_Work to do_
Rewrite the records starting with the line containing "Can you see the white desk" and going on through the line containing "143], [176, 143]]", changing "desk leg" to "table leg" and keeping everything else the same. Give back only those lines.
____________________
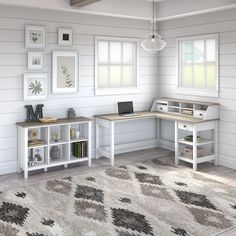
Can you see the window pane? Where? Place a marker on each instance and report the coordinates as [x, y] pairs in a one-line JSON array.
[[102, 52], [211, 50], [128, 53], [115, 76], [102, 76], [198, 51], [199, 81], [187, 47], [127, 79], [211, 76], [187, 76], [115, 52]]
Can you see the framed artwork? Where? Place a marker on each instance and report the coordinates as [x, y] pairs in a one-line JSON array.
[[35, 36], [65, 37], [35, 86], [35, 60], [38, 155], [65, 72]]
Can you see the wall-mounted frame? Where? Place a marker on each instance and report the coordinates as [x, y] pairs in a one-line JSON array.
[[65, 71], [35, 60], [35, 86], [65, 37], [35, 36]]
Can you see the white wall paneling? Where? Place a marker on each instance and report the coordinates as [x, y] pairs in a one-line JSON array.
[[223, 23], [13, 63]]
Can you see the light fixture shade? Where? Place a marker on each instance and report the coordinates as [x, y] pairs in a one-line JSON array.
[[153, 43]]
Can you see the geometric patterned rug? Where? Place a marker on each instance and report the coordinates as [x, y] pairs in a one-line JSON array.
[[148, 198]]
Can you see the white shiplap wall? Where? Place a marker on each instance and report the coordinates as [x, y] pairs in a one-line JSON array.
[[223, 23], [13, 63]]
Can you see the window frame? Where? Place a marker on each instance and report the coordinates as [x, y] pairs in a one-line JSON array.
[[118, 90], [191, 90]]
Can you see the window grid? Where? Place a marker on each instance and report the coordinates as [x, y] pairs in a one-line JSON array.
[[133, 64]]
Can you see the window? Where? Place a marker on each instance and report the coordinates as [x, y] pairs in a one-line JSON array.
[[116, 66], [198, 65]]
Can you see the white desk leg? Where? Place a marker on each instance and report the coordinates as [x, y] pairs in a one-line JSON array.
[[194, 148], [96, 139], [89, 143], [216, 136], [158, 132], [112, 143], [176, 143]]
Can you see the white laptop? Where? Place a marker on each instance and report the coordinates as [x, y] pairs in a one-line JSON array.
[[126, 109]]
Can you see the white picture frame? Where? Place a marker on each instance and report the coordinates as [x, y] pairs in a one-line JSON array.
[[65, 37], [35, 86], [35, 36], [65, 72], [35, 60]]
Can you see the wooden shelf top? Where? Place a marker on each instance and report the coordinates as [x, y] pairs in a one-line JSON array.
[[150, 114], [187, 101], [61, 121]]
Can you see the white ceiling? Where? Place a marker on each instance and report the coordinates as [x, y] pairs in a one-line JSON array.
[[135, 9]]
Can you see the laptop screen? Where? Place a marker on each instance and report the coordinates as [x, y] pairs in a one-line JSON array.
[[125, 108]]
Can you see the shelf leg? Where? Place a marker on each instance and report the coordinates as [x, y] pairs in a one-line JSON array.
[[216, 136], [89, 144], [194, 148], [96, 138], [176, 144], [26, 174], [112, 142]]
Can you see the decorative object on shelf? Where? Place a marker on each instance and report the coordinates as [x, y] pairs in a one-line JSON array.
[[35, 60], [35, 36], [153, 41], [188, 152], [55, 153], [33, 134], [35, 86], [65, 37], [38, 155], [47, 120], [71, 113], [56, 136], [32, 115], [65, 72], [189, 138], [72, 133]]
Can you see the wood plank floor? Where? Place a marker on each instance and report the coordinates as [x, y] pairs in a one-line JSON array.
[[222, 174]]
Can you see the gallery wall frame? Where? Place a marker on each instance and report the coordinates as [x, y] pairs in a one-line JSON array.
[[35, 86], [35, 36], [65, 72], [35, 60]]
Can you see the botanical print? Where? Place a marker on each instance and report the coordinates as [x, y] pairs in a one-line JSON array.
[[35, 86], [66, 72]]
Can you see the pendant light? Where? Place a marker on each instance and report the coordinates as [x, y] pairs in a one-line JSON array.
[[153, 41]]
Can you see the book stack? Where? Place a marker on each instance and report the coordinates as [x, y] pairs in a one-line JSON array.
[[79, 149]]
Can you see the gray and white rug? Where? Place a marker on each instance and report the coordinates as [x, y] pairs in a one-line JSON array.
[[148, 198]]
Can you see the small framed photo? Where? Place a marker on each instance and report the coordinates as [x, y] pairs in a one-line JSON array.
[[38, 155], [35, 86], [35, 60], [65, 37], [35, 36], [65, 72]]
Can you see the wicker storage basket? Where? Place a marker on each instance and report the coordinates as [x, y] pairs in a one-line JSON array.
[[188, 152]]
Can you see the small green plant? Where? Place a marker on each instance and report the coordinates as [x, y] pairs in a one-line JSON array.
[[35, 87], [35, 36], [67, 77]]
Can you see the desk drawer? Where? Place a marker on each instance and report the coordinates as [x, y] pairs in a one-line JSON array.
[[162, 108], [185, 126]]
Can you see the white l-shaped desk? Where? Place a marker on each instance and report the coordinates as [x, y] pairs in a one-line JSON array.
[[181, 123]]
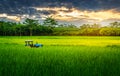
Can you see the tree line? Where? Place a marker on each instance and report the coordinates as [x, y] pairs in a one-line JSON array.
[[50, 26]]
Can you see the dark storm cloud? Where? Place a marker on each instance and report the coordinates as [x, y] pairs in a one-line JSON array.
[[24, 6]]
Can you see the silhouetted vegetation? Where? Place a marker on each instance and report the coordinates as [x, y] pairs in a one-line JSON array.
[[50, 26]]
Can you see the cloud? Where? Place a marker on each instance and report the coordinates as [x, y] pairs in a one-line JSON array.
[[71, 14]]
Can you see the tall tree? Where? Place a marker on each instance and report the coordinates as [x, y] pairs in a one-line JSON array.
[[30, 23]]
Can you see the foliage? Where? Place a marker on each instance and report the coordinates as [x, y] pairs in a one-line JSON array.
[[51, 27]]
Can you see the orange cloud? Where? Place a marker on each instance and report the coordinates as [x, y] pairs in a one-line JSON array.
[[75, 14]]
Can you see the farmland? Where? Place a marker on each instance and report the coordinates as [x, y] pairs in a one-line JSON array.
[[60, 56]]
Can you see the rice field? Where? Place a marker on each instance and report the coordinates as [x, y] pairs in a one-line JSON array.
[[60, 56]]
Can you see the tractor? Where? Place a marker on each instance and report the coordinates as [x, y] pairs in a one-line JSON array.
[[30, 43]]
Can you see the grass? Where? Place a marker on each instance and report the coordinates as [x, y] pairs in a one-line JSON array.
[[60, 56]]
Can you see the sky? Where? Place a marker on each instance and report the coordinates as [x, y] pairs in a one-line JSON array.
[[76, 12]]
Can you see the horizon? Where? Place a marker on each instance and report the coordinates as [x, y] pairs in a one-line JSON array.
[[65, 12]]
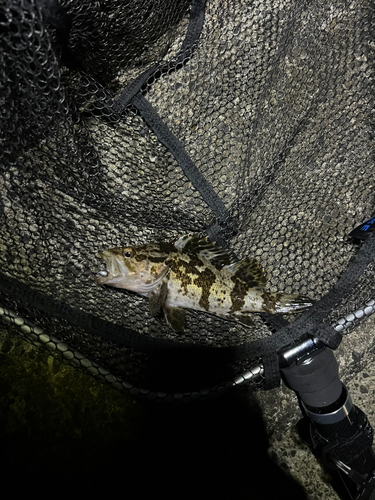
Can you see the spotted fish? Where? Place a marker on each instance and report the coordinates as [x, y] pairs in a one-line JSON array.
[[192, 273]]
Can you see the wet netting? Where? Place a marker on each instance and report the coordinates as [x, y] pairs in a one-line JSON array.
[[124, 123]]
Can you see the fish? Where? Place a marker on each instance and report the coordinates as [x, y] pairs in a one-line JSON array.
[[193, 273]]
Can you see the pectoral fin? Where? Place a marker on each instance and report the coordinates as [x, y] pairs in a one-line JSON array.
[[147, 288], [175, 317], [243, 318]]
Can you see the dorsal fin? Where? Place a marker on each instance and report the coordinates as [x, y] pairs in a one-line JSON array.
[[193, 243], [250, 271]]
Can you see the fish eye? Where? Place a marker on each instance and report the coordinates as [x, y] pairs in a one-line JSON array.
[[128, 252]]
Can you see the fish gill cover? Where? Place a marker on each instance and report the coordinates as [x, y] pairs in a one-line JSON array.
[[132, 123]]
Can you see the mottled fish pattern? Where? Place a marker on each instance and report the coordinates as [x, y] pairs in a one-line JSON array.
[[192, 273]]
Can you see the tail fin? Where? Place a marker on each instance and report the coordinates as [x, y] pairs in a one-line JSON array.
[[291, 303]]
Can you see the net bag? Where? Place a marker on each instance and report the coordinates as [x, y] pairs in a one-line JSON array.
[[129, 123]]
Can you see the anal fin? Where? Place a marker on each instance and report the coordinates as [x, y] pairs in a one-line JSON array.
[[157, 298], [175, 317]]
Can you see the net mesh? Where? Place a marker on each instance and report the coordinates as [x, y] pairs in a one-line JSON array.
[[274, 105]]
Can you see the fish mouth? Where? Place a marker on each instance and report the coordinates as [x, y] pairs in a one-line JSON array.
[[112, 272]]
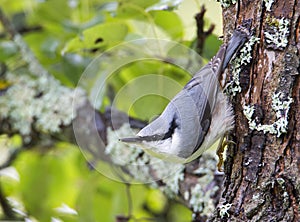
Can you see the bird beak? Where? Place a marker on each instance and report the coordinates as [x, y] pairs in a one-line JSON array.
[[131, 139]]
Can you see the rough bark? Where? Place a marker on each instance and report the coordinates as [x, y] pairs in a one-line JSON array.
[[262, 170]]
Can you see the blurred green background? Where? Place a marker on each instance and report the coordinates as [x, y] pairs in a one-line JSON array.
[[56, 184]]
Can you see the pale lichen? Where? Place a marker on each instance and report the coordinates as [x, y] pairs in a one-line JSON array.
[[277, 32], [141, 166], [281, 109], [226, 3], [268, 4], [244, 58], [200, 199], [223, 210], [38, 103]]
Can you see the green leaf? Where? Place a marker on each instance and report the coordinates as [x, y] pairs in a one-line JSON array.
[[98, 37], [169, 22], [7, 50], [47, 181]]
____________________
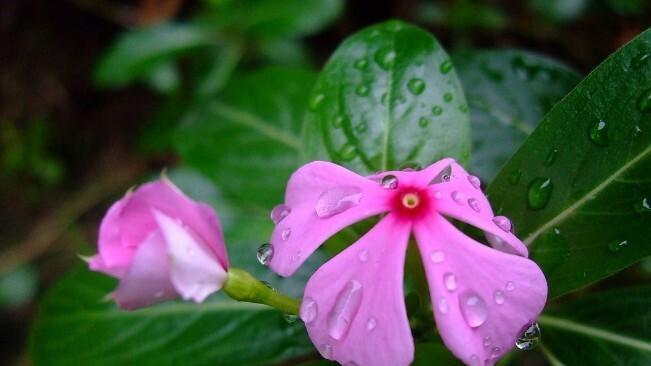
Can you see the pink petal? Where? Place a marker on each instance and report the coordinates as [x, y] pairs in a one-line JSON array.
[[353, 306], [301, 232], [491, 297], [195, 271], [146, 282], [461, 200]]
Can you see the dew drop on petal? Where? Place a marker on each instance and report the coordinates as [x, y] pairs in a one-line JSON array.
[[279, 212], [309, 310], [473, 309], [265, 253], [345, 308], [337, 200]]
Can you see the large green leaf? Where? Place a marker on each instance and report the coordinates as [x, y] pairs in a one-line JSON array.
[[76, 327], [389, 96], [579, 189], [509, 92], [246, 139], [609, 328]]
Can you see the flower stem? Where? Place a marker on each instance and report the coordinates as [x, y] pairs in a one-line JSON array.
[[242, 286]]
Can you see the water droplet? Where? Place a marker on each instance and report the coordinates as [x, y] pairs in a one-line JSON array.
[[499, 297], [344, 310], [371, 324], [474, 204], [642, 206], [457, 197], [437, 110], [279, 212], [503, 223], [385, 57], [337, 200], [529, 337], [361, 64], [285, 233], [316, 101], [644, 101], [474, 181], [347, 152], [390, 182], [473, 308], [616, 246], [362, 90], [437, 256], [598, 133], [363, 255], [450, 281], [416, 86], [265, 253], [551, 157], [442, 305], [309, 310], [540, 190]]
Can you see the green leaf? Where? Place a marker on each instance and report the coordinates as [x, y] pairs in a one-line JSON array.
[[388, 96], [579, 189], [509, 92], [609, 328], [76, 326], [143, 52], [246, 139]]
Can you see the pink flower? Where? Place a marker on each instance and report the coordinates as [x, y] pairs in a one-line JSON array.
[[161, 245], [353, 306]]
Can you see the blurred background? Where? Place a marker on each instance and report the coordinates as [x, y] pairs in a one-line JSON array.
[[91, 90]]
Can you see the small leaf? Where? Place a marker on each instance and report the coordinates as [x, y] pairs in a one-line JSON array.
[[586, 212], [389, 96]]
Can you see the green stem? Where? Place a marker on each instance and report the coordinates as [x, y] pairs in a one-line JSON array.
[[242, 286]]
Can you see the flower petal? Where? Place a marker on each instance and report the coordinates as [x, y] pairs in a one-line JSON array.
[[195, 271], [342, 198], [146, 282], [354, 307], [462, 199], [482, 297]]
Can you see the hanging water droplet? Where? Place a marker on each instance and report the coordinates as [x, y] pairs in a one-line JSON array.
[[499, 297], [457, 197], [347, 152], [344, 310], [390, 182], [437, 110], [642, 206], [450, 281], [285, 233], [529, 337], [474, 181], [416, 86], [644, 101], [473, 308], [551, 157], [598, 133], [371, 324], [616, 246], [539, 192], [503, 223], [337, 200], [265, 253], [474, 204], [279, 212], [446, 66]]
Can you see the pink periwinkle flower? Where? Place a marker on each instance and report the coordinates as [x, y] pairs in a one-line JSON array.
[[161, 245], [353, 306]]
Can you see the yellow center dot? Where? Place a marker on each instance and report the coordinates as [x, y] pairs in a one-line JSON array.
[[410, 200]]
____________________
_Response to the task_
Can you see the white table leg? Where? Place a marker on each instance and report the coordinates as [x, y] pairs in a one-line JSON array.
[[194, 148], [96, 139], [89, 143], [216, 136], [158, 132], [112, 143], [176, 143]]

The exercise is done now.